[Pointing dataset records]
------------------------------------------------------------

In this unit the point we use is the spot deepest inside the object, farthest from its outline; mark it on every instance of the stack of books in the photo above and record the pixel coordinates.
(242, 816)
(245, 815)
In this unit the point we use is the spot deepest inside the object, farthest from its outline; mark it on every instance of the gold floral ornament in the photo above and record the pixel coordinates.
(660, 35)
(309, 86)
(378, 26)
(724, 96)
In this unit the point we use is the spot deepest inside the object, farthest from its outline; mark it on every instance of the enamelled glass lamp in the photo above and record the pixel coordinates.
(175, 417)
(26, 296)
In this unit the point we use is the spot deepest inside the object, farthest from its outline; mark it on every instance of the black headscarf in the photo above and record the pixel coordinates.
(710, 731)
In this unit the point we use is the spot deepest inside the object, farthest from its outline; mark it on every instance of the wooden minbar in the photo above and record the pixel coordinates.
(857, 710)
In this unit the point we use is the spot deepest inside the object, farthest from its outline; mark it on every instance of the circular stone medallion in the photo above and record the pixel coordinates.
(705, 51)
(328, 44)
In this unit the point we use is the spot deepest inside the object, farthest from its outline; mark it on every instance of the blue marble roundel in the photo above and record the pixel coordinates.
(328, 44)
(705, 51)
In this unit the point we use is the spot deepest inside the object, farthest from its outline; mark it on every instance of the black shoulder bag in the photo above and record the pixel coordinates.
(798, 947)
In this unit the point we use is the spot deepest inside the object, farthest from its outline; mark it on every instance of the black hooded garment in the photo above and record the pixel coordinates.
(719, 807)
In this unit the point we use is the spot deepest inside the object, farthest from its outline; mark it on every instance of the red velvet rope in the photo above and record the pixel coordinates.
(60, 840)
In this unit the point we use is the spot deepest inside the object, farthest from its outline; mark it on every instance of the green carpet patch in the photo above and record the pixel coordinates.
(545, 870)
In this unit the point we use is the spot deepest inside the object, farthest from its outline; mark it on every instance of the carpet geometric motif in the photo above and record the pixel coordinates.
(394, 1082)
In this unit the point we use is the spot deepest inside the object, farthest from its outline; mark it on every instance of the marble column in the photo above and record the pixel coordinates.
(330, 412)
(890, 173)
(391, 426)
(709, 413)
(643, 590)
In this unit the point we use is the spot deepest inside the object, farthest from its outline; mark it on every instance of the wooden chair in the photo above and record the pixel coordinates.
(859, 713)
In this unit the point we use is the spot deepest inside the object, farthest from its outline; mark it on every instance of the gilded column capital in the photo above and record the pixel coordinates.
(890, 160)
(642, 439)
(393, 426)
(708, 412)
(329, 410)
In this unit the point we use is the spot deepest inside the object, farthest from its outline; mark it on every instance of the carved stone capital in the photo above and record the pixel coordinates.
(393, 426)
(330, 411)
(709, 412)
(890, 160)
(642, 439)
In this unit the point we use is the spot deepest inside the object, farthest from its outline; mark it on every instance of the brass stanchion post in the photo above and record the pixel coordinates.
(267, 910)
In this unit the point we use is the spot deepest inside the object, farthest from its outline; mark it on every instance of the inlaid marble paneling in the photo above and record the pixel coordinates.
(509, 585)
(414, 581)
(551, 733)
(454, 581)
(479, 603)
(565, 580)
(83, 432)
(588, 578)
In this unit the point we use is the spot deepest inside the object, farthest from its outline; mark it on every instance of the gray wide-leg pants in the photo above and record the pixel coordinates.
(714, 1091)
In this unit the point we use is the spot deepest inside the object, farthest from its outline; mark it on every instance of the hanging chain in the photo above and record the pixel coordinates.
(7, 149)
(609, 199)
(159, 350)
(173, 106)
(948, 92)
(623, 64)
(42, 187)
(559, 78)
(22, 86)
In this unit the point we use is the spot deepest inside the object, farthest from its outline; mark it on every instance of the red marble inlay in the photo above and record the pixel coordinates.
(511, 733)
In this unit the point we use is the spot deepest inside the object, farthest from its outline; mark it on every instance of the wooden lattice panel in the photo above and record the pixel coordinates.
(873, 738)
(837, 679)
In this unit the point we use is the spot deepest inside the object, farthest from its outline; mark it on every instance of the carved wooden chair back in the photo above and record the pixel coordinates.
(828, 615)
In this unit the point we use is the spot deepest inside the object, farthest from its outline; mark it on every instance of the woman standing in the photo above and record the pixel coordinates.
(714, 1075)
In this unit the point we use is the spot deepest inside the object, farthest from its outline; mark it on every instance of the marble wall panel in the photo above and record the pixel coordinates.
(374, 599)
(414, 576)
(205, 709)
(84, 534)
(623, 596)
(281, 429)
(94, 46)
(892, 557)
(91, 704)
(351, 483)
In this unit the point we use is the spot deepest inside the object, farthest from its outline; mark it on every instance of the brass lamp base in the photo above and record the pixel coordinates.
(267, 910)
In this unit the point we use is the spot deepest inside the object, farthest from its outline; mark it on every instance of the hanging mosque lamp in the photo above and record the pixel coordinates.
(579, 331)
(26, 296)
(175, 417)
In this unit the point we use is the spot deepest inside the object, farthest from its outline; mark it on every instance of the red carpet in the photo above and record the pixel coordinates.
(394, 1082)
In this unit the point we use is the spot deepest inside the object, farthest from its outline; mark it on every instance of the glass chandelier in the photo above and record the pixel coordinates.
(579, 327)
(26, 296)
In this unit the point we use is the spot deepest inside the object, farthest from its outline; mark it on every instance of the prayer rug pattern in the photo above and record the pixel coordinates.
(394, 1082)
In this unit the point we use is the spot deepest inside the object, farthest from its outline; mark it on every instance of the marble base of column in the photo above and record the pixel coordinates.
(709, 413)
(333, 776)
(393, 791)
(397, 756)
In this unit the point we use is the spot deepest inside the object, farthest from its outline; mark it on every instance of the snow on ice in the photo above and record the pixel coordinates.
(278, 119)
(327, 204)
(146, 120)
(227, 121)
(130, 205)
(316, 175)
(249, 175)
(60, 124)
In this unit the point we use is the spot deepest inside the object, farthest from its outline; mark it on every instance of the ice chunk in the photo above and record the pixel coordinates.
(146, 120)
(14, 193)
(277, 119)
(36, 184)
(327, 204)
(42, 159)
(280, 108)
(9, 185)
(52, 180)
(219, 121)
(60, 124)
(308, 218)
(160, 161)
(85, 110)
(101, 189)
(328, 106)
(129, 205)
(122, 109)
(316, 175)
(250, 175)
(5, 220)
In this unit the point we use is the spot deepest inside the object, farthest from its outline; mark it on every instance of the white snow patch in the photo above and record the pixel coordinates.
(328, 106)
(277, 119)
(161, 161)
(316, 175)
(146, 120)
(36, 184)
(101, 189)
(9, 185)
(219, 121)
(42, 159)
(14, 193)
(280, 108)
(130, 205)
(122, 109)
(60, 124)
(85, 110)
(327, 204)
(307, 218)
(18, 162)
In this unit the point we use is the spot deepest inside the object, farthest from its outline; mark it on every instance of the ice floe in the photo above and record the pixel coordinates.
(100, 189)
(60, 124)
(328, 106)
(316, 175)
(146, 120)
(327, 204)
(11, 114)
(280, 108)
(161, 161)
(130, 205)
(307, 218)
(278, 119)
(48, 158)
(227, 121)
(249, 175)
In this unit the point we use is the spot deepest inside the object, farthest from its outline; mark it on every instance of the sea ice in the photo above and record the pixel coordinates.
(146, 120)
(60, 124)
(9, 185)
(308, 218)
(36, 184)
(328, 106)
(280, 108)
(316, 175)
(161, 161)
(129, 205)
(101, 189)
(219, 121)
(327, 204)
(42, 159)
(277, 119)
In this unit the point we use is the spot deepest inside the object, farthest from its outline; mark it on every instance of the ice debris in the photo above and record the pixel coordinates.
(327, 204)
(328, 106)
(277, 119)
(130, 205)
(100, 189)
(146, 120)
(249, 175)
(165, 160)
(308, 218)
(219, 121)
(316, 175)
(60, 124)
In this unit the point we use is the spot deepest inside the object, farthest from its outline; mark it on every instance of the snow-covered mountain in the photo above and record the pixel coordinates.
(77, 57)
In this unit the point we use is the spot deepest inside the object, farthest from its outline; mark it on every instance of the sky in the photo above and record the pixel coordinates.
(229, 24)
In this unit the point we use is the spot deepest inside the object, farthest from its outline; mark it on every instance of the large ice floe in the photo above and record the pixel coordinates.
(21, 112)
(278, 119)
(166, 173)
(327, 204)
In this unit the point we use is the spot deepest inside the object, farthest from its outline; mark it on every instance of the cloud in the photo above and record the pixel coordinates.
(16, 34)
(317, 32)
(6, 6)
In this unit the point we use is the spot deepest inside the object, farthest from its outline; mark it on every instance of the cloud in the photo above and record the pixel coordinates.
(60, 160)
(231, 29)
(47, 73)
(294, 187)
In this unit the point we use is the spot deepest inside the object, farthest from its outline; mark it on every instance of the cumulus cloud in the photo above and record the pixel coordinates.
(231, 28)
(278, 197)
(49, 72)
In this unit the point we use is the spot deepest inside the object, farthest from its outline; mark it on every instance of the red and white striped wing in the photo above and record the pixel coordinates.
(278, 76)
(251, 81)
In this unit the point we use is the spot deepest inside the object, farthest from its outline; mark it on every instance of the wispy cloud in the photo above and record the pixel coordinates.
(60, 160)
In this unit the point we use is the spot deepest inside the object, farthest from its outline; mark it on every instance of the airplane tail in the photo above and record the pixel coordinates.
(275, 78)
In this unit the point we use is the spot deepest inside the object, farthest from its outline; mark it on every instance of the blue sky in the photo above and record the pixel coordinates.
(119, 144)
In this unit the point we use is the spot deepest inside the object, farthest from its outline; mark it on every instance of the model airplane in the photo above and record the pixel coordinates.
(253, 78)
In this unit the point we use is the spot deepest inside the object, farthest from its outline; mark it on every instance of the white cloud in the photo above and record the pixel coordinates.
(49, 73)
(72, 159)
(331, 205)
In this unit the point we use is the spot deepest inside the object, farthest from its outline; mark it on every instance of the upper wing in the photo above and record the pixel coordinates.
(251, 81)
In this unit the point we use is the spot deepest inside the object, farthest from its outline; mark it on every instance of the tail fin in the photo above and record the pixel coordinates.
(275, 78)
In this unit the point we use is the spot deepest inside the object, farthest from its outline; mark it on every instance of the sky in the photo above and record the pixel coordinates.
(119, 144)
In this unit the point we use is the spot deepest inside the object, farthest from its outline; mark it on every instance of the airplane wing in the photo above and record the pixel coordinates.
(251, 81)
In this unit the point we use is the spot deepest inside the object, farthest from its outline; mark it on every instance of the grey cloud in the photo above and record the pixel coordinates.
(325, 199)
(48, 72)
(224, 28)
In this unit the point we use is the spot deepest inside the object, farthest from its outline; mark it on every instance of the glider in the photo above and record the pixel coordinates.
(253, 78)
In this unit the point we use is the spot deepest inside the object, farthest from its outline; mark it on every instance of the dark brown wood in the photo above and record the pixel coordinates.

------------------------------------------------------------

What is required: Copy the lines of the records above word for word, starting at the line containing "the wooden lattice" and ending at the line containing "(714, 1075)", with both of those lines included.

Reply:
In this unit the point we use is the spot deepest inside the object, farthest from its outline; mark it on every instance of the wooden lattice panel in the photo above and record the pixel coordinates.
(873, 738)
(837, 679)
In this unit the point we use is the spot deepest inside the object, farthest from its outline; mark it on every instance of the carved wooden chair back in the photo above and record the pixel coordinates.
(828, 615)
In this unit the point we use is the spot deepest inside the object, farthest from its outline; mark it on every instance of the woman standing in the photo above and record the pixel coordinates.
(714, 1075)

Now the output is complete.